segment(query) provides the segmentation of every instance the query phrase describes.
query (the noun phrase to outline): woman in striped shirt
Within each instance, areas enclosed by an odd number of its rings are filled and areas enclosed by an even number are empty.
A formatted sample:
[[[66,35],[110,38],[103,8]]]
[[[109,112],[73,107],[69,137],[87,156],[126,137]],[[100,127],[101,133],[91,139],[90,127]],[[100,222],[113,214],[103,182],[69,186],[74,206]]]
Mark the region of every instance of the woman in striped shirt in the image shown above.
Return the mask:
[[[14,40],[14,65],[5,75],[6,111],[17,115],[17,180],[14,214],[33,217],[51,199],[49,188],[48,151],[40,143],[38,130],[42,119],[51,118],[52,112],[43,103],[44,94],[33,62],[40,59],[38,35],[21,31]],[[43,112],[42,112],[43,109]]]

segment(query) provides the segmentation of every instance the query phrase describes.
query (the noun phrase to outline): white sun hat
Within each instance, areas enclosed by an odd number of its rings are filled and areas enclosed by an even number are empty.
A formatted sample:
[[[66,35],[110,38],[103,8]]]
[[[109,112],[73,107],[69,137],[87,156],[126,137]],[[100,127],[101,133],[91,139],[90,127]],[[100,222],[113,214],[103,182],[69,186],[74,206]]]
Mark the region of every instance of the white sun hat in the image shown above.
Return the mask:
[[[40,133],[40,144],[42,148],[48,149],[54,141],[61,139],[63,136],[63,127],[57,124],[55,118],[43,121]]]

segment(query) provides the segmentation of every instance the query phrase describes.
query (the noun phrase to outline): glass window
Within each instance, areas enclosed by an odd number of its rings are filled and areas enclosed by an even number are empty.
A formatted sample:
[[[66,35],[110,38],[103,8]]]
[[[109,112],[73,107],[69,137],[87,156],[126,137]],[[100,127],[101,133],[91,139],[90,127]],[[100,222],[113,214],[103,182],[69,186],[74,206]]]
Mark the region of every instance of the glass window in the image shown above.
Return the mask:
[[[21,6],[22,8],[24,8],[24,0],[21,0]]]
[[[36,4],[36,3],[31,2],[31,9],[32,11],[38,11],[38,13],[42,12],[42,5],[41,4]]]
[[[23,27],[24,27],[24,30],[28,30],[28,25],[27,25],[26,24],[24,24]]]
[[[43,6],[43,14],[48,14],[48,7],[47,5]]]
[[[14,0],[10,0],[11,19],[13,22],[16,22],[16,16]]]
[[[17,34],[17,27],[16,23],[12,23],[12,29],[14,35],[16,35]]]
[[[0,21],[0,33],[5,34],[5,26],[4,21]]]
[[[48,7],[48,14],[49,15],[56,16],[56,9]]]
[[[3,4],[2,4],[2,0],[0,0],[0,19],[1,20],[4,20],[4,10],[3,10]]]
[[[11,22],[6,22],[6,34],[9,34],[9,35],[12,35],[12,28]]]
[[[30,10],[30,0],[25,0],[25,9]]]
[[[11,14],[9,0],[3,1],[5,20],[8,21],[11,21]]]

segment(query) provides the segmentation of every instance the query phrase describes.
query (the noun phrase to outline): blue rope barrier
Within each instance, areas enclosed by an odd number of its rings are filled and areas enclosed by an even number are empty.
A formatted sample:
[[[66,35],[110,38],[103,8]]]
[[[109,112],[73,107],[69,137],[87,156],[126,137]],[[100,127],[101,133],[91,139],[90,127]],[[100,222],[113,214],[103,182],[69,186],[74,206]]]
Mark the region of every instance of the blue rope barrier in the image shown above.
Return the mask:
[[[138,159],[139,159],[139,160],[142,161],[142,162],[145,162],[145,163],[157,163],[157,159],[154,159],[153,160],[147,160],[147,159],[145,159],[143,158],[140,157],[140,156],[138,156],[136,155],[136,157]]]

==

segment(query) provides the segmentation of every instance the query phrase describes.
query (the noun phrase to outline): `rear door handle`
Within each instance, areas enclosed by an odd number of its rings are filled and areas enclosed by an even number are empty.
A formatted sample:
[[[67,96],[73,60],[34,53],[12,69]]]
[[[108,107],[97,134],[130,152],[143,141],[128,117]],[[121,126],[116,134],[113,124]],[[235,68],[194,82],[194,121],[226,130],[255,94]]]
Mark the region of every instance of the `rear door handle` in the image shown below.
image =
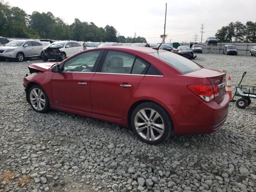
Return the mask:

[Exercise objective]: Please collect every line of the material above that contains the string "rear", treating uppercase and lowercase as different.

[Expected answer]:
query (the noun phrase to outline): `rear door handle`
Mark the region of every instance of the `rear door handle` in the image shown below.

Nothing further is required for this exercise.